- Opening Delimiter -

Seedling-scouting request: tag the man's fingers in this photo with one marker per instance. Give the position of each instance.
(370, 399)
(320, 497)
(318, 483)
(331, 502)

- Closing Delimiter -

All of the material above is to be retyped word for word.

Seedling-scouting request: tag the man's fingers in this photo with one marker per instance. Give the position of each instance.
(370, 399)
(320, 497)
(318, 483)
(331, 502)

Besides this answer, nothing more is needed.